(Records):

^^^^

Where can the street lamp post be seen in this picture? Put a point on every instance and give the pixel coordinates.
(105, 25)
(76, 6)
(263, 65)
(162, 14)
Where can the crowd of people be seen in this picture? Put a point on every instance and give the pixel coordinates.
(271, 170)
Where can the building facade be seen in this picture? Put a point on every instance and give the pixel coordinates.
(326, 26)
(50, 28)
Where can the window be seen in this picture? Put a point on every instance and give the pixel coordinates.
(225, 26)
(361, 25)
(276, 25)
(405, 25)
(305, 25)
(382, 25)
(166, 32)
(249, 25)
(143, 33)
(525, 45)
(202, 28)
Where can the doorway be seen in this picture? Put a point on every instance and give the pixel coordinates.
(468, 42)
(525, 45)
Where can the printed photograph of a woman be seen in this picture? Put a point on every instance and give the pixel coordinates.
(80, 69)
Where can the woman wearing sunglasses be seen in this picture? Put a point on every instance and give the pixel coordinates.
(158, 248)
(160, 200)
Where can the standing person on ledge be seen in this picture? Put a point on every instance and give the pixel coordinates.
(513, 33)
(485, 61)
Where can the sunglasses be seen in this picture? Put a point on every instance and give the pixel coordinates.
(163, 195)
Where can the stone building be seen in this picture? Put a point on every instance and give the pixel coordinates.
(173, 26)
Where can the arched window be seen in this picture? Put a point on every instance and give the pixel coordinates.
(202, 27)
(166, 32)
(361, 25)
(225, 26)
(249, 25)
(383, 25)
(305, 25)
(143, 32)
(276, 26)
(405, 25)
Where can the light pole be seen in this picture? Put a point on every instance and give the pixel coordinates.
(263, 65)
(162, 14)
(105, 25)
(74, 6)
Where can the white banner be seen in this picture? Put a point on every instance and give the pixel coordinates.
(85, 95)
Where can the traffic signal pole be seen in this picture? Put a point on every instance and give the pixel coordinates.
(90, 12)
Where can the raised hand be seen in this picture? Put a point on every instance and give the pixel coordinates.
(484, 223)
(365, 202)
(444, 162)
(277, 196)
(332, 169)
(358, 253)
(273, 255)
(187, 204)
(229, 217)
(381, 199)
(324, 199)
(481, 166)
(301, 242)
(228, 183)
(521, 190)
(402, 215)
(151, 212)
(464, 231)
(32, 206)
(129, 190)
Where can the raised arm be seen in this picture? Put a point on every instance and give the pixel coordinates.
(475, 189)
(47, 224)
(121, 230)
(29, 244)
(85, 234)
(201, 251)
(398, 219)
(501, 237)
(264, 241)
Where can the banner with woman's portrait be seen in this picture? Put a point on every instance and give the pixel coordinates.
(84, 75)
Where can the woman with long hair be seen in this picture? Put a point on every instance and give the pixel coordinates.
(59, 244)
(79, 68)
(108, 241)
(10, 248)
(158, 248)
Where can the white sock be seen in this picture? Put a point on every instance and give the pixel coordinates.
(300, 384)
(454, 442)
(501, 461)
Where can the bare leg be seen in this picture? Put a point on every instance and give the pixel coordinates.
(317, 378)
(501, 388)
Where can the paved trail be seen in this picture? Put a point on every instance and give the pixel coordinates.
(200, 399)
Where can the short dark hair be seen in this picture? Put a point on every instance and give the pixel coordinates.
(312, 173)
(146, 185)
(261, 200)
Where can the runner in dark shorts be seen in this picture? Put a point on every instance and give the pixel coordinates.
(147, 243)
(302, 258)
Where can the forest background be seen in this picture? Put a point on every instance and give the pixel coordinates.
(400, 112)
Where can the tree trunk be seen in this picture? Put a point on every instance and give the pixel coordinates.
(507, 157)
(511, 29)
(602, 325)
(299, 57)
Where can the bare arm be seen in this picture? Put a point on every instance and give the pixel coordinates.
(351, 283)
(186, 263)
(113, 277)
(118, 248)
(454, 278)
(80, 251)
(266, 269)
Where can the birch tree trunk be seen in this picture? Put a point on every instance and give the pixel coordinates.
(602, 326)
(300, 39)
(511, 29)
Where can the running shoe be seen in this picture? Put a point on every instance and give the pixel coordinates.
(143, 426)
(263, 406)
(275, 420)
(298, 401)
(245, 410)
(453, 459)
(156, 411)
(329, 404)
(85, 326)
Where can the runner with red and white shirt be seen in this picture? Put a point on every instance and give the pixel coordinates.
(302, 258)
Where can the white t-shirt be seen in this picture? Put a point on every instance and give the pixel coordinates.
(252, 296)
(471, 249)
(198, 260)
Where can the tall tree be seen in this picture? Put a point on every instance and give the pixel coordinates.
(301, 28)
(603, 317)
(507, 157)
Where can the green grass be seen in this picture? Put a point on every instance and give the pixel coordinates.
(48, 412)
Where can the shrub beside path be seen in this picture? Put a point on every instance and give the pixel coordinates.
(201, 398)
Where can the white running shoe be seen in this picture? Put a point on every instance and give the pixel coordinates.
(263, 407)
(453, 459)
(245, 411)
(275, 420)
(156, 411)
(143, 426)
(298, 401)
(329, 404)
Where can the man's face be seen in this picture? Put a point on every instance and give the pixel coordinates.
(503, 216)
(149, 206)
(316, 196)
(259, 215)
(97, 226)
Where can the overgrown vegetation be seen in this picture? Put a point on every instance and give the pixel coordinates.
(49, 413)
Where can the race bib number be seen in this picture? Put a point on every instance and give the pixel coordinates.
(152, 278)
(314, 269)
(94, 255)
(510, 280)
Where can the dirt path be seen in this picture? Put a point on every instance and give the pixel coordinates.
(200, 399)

^^^^

(Problem requirements): Rewrite the lines above as a numbered list, leaving out any blank lines.

(Result of this task):
1. Where can the street lamp post be seen in this picture? Put a point on every instance and give the pixel coordinates.
2. (105, 25)
3. (76, 6)
4. (263, 65)
5. (162, 14)
6. Where can the crowd of people be seen in this picture? Put a point on every instance and give the pixel coordinates.
7. (271, 170)
8. Where can the building facade be seen in this picture? Put a point on every instance and give the pixel coordinates.
9. (326, 26)
10. (50, 28)
11. Where can the window be seen in this picture? Put a point on every instance and give the pixel coordinates.
12. (225, 26)
13. (361, 25)
14. (276, 25)
15. (405, 25)
16. (305, 25)
17. (382, 25)
18. (166, 32)
19. (249, 25)
20. (143, 33)
21. (525, 45)
22. (202, 28)
23. Where can the doorway be seen in this picture? Put a point on every instance and give the pixel coordinates.
24. (468, 42)
25. (525, 45)
26. Where can the printed photograph of a woman be seen in this picture? Put a point on every instance and give the pixel coordinates.
27. (80, 69)
28. Where can the woman wearing sunglasses be seen in this picture? Put a point on every instance and give the pixel coordinates.
29. (158, 248)
30. (160, 200)
31. Where can the standing person on ledge be seen in this picture? Put a point on every instance and give the pixel coordinates.
32. (513, 33)
33. (485, 61)
34. Where can the sunglasses be seen in this picture? Put a point on every instance and give the pixel coordinates.
35. (163, 195)
36. Where can the stone building be seen in this picture? Put a point on every instance and give the pixel coordinates.
37. (173, 26)
38. Where can the arched window be seen in this picture? Put a point on every instance and give the pixel coordinates.
39. (202, 27)
40. (166, 32)
41. (361, 25)
42. (225, 26)
43. (249, 25)
44. (383, 25)
45. (305, 25)
46. (143, 32)
47. (276, 26)
48. (405, 25)
49. Where can the light pole be seen in this picture? Put a point on every instance and give the pixel coordinates.
50. (263, 65)
51. (162, 14)
52. (105, 25)
53. (74, 6)
54. Where can the white banner be seen in this picture? Put a point on every instance and give the pixel coordinates.
55. (85, 95)
56. Where can the traffic signal pole be seen in this picture? Put a point on every instance and give the pixel coordinates.
57. (90, 12)
58. Where can the raised hand be seen in this picture? Put a point on every instance and give the pixel coordinates.
59. (484, 223)
60. (365, 202)
61. (444, 162)
62. (277, 196)
63. (332, 169)
64. (358, 253)
65. (273, 255)
66. (187, 204)
67. (229, 217)
68. (381, 199)
69. (324, 199)
70. (481, 166)
71. (301, 242)
72. (228, 183)
73. (521, 190)
74. (402, 215)
75. (151, 212)
76. (464, 231)
77. (32, 206)
78. (129, 190)
79. Where can the raised arm be seen in this picture? Put a point on every instance and give the pixel coordinates.
80. (475, 189)
81. (47, 224)
82. (121, 230)
83. (29, 244)
84. (85, 234)
85. (201, 251)
86. (398, 219)
87. (501, 237)
88. (264, 241)
89. Where can the banner with woman's portrait be seen in this picture? Put a point on every instance and give the pixel coordinates.
90. (84, 75)
91. Where can the woman with long hair be seen in this picture? Put a point on every instance and give the pixel coordinates.
92. (59, 244)
93. (79, 68)
94. (108, 241)
95. (10, 248)
96. (158, 248)
97. Where can the white sock be seen in this picture? Put a point on every instance and give the pixel coordinates.
98. (300, 384)
99. (454, 442)
100. (501, 461)
101. Where can the bare leg be seen in this picture? Put a point on every instance and give the pixel coordinates.
102. (317, 378)
103. (501, 388)
104. Where can the paved trail be seen in this picture? Put a point on every instance and give the pixel coordinates.
105. (200, 399)
106. Where can the short dark hair be seen in this picture? Put a point on every instance and give the pixel coordinates.
107. (312, 173)
108. (146, 185)
109. (261, 200)
110. Where can the runner in dark shorts be seen in this picture? Put a point on every instance and give the pixel coordinates.
111. (147, 243)
112. (302, 258)
113. Where can the forest background be seen in this picture? Put a point on every instance and give the pixel coordinates.
114. (400, 112)
115. Where can the tree trunk be seen in this picture? Put a point on every instance and give the pixel coordinates.
116. (507, 157)
117. (511, 29)
118. (602, 325)
119. (299, 57)
120. Where can the bare arm be seen in this picture? Put a point on every instance and give the pixel coordinates.
121. (351, 283)
122. (186, 263)
123. (113, 277)
124. (118, 248)
125. (454, 278)
126. (80, 251)
127. (266, 269)
128. Where can the birch tree trunk be seen in this picture? Put a point on every instance and give the pixel coordinates.
129. (602, 326)
130. (300, 39)
131. (511, 29)
132. Where can the running shoe be seen in this picture? Put a point on every instance and give the pixel coordinates.
133. (143, 426)
134. (263, 406)
135. (275, 420)
136. (298, 401)
137. (245, 410)
138. (453, 459)
139. (156, 411)
140. (329, 404)
141. (85, 326)
142. Where can the runner with red and white shirt be seen in this picture? Put a point on every instance and give the pixel coordinates.
143. (302, 258)
144. Where can the white t-shirt be seen in this picture? Put a point on every instance and give the pixel coordinates.
145. (252, 296)
146. (471, 249)
147. (198, 260)
148. Where can the tall tree be seen in this picture? Put a point on every instance and give the pixel coordinates.
149. (301, 28)
150. (603, 317)
151. (507, 157)
152. Where can the green grass be seen in this picture? Put a point on every instance and give the pixel coordinates.
153. (48, 412)
154. Where can the shrub beside path be seen in this picture? Put a point on every instance and give the pixel coordinates.
155. (201, 398)
156. Where can the white running shoe be seen in this picture? Put a point on every instance and give the pixel coordinates.
157. (263, 407)
158. (453, 459)
159. (245, 411)
160. (275, 420)
161. (156, 411)
162. (143, 426)
163. (298, 401)
164. (329, 404)
165. Where can the man's face be seen in this picture? Put a point on every instance and give the pixel coordinates.
166. (503, 216)
167. (149, 206)
168. (316, 196)
169. (259, 215)
170. (97, 226)
171. Where can the overgrown vegetation be seen in this picture? Put a point on every instance and give the pixel coordinates.
172. (49, 413)
173. Where can the race bib number be seen in this picture? Put a point on every instance and give the pixel coordinates.
174. (152, 278)
175. (314, 269)
176. (94, 255)
177. (510, 280)
178. Where can the dirt path be seen in this picture? Put a point on every instance and give the pixel coordinates.
179. (200, 399)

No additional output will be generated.